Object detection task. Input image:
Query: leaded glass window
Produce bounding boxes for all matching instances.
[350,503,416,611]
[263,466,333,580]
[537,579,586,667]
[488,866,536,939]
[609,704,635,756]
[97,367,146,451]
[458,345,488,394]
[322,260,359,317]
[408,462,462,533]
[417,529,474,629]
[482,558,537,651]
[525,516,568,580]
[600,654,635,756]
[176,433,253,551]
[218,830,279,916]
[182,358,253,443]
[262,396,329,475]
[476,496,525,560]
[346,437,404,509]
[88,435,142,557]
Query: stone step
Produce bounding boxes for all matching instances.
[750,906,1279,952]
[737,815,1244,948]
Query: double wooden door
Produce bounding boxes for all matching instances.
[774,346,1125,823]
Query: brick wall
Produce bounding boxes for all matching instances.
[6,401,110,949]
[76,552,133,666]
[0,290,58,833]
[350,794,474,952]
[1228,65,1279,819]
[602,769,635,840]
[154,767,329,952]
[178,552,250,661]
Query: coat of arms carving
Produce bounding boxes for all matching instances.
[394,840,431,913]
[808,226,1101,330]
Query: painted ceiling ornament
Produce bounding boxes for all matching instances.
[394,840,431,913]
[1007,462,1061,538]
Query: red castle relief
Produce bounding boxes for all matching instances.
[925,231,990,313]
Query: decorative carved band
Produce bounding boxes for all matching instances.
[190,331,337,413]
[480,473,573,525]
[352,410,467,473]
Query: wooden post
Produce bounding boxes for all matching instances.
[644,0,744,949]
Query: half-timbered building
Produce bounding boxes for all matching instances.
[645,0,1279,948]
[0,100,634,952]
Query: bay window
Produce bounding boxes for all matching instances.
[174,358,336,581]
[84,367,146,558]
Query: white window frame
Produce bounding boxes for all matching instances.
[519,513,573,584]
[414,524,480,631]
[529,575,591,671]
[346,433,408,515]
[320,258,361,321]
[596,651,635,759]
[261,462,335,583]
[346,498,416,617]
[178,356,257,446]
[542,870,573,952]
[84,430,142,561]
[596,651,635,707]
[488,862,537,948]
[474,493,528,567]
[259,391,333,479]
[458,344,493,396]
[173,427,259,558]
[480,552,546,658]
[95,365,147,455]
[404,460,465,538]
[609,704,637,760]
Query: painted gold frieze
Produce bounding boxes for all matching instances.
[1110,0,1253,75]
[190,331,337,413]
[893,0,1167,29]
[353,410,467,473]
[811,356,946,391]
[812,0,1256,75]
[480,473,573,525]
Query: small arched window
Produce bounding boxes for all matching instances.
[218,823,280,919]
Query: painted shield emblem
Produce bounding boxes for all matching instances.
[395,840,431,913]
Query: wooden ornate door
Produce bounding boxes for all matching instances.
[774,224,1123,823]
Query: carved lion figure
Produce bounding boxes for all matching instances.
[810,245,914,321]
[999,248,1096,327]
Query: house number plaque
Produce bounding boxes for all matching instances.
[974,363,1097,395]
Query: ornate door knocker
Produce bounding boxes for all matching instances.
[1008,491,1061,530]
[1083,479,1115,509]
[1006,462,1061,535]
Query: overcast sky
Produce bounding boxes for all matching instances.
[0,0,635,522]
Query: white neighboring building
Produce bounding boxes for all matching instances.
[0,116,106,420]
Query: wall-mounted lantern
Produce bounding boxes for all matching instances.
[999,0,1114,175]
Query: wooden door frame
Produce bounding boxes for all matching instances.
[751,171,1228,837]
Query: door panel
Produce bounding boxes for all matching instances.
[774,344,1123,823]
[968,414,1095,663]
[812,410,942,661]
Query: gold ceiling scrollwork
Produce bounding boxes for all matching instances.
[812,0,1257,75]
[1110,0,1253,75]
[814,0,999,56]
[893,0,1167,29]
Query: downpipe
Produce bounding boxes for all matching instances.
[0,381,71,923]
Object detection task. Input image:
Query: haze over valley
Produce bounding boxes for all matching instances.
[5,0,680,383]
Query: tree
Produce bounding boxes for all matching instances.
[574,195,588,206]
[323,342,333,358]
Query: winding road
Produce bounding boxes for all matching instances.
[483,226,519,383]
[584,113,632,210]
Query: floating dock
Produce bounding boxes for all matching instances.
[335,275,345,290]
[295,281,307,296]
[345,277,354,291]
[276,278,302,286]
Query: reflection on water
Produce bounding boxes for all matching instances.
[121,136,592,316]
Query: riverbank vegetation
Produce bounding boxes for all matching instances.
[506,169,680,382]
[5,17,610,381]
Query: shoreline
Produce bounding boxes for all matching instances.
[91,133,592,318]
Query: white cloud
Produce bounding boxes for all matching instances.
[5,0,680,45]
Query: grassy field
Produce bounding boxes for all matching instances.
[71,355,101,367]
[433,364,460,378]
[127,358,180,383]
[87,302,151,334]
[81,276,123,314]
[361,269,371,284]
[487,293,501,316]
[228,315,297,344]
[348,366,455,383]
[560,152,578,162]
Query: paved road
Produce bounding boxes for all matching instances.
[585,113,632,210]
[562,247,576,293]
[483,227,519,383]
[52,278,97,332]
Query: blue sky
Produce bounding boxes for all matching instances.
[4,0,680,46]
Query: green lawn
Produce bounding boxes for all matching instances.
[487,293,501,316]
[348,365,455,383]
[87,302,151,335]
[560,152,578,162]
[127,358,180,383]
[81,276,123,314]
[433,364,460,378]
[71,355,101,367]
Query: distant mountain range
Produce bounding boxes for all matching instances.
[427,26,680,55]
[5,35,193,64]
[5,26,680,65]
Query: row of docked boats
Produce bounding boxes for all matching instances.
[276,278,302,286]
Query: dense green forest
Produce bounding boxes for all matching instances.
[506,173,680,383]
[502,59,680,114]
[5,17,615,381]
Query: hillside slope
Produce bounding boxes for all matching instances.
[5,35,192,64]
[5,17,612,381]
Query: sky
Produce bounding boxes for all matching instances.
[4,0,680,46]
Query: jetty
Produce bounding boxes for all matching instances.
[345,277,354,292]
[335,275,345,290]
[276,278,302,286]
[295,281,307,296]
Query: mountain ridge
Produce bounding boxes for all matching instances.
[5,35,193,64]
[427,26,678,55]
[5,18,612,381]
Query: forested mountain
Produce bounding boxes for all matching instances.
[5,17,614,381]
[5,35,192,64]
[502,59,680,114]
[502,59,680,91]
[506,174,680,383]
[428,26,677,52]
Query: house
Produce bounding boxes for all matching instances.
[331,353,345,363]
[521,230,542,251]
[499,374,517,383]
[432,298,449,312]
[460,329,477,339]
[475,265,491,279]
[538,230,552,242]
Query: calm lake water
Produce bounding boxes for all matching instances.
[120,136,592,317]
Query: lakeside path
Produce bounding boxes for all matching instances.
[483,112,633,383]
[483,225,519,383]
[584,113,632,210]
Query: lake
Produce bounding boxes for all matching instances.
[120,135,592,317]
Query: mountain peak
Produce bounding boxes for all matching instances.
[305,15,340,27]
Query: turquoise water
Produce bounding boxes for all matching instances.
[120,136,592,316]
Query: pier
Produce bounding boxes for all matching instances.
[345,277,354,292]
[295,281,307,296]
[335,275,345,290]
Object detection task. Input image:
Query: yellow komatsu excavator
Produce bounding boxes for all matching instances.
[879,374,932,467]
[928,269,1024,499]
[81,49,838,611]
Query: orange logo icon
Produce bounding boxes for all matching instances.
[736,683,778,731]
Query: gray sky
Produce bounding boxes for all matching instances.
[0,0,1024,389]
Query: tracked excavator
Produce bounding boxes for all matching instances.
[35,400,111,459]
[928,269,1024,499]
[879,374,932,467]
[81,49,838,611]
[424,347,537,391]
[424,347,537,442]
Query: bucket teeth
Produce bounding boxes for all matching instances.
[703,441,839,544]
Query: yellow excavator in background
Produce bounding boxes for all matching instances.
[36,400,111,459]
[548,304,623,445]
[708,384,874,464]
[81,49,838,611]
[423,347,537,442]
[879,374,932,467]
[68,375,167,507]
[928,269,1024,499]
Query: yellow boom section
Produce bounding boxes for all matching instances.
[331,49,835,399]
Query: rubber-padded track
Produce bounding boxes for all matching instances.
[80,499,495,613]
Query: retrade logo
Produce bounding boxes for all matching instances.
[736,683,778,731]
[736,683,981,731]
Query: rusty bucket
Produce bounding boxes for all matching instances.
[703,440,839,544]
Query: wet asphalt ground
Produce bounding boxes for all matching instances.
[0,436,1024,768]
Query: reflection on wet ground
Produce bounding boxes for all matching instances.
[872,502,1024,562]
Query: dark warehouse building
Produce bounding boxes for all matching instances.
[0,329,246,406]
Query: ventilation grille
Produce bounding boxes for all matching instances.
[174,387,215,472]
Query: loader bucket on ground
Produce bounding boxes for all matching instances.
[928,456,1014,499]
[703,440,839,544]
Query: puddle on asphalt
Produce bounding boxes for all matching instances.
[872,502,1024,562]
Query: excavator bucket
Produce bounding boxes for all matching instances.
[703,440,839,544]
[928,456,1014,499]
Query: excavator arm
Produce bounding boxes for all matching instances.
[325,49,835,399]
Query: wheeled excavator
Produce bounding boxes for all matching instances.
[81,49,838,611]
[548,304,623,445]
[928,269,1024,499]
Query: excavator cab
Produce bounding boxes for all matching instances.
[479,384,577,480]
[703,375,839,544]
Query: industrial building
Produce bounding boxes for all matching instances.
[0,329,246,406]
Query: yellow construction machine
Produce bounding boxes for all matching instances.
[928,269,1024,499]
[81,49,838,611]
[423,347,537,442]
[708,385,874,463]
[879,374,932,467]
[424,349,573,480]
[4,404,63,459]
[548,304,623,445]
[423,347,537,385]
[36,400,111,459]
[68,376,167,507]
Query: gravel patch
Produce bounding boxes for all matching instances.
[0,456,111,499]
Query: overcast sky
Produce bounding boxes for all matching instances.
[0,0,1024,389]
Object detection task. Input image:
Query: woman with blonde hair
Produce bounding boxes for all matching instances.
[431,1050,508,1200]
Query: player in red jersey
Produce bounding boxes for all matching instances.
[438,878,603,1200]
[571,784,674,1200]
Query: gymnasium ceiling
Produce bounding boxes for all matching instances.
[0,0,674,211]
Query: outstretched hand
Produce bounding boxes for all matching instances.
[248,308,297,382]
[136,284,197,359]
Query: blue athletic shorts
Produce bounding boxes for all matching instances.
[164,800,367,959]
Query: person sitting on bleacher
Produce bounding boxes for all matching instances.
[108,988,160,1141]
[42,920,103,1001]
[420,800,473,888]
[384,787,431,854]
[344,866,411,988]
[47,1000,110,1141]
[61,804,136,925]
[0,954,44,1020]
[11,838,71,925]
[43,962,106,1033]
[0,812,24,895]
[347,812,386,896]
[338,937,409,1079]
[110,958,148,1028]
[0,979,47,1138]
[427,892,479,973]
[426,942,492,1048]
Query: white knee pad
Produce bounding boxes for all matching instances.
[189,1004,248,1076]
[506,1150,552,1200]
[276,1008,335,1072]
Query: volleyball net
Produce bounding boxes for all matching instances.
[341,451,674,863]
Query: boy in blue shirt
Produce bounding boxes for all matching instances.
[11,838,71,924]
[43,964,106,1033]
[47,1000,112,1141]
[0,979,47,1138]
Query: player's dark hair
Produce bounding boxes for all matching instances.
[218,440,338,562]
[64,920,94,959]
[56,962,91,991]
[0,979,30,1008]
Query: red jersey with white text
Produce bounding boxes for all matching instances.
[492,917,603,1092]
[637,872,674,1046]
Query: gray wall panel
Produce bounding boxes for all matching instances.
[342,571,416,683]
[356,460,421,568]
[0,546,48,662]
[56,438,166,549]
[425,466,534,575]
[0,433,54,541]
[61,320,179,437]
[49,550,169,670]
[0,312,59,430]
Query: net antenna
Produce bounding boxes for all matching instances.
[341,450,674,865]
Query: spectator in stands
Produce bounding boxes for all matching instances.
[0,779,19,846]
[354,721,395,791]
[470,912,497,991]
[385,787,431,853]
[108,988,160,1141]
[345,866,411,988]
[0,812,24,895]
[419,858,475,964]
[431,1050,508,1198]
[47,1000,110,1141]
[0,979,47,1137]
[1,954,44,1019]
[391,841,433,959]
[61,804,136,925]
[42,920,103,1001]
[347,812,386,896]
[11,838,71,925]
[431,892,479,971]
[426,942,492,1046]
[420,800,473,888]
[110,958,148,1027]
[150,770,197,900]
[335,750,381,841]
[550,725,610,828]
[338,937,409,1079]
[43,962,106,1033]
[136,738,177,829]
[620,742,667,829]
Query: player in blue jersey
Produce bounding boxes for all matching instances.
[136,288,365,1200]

···

> _Exercise aim_: Please render the items in the stretch from the line containing "Query: player in red jersey" through the line containing "[164,800,367,959]" as a two-column CSV with the headers item and answer. Give one row per item, put the item's text and its answer each in a single quoted field, and replace any line breaks with spaces.

> _Reply to the task_:
item,answer
"Query: player in red jersey Produce bounding boxes for all matching instances.","[438,878,603,1200] [571,784,674,1200]"
"Query: gymnasium ceiling Produce bounding boxes for all matching instances.","[0,0,674,211]"
"Query: outstretched hand Produce bounding boxes for all matching instances.","[248,308,297,382] [136,284,197,359]"
"Query: blue athletic shorts Produce bounding boxes for all matching instances.","[164,800,367,959]"